→ **ABOUT THIS EXERCISE**
Your task is to write out exactly the lines from the line containing "Might I trouble you for the coordinates of the bare" through the end of the records, inclusive at both ends.

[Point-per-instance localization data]
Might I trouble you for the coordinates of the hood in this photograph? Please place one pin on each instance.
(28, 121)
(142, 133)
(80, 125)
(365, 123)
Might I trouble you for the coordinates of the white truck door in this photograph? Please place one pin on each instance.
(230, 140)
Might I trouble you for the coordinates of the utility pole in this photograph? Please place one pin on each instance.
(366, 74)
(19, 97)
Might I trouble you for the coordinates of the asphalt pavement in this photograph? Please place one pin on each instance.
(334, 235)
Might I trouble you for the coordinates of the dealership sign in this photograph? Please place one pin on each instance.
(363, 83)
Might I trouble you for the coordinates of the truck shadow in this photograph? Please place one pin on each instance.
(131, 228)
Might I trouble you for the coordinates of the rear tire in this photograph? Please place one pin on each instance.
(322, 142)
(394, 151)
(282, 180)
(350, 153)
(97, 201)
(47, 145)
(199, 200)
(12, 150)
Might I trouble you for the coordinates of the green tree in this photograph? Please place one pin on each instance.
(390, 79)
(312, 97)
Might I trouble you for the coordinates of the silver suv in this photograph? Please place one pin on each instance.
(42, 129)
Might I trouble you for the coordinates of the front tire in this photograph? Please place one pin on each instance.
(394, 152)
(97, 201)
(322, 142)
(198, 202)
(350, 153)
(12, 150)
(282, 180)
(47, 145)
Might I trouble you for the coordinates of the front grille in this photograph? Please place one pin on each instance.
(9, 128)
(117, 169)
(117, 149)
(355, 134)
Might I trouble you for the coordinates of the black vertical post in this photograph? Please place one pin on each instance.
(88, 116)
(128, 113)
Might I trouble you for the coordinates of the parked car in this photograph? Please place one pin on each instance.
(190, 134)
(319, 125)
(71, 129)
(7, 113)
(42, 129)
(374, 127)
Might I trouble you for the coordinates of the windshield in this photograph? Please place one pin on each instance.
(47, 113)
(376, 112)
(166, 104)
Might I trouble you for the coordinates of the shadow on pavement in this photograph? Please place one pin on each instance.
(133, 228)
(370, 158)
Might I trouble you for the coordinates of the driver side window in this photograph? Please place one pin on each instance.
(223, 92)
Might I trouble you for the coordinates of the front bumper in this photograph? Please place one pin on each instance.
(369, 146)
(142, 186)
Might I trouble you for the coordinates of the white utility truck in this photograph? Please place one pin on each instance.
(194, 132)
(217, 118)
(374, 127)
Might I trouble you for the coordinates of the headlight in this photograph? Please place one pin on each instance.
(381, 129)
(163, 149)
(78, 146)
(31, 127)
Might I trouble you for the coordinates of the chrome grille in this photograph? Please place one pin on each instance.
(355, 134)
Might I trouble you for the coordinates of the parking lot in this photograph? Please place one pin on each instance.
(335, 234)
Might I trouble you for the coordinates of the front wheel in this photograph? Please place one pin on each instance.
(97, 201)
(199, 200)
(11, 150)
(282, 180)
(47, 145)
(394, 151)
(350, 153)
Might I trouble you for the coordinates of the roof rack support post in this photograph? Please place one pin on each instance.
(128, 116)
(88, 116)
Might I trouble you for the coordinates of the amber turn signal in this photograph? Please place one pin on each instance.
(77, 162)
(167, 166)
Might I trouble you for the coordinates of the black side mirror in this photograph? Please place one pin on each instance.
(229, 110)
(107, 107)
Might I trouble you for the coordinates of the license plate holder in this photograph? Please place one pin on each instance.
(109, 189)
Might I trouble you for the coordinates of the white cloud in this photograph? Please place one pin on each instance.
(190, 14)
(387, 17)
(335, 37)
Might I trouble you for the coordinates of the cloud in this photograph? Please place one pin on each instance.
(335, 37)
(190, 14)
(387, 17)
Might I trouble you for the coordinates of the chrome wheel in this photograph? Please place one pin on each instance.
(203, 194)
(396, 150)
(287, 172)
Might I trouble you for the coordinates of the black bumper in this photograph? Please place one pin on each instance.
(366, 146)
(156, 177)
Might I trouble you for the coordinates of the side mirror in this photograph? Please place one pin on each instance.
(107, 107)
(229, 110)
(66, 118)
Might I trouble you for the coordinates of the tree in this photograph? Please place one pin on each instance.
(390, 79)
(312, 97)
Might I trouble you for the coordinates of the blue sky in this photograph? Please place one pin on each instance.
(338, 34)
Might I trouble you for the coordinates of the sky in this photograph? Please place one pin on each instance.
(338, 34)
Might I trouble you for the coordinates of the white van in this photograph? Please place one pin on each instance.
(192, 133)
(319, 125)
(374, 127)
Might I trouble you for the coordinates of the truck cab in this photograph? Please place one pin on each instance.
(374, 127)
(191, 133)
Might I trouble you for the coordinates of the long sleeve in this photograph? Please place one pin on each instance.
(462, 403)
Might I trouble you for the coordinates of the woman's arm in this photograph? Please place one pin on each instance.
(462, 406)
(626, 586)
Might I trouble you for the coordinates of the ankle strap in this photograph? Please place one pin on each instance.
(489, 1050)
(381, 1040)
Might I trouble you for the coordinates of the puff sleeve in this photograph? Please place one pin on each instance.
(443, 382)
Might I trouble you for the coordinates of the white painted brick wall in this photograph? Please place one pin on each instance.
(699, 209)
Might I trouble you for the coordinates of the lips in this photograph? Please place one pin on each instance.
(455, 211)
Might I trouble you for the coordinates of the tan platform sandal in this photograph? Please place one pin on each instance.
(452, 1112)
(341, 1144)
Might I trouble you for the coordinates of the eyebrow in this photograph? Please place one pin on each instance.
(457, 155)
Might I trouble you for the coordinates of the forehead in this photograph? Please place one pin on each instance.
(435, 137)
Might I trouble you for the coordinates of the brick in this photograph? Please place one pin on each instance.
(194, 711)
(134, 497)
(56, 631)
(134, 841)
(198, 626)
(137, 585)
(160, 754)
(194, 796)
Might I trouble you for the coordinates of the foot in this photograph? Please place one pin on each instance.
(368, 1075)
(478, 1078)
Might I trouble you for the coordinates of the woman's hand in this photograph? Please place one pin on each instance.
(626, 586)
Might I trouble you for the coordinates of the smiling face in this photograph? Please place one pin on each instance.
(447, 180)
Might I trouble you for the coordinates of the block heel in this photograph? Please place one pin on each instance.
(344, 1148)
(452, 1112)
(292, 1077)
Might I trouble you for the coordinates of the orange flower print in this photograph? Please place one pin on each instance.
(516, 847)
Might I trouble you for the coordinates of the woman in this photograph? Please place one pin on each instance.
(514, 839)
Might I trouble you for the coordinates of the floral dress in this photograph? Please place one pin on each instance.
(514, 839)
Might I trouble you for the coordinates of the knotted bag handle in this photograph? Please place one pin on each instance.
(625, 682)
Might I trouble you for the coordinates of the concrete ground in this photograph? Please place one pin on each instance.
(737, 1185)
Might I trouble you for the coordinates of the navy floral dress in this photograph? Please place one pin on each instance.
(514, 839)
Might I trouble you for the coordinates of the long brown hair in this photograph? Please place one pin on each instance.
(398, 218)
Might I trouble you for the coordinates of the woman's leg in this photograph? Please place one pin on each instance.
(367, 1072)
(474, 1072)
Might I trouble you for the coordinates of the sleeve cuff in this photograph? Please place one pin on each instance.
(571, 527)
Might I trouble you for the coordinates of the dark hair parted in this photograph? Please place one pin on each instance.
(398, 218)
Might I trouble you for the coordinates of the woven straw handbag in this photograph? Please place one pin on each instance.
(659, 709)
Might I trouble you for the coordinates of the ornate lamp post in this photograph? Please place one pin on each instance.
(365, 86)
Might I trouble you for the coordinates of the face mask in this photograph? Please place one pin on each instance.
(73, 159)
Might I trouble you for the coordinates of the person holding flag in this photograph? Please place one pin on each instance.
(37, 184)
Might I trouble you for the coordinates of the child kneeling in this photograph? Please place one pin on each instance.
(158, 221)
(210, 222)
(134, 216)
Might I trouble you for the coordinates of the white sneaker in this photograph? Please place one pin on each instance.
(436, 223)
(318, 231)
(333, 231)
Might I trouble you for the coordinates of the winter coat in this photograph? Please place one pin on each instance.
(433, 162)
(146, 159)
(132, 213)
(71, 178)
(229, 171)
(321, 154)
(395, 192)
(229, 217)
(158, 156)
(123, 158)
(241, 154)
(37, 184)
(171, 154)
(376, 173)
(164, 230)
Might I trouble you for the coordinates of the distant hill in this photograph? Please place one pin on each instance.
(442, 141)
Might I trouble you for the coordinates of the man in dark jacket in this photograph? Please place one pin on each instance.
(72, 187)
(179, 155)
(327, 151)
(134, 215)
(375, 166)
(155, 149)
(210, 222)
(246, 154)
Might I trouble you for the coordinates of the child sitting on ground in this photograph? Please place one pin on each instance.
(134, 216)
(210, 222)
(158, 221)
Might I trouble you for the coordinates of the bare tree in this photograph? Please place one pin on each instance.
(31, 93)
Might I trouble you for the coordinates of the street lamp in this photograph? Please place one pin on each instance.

→ **EXERCISE ANSWER**
Might I trouble you for the coordinates of the bare tree in this photograph? Please place one pin on each instance.
(31, 93)
Might I trouble you for the coordinates of the street lamp in this photograph? Please place one pin on each instance.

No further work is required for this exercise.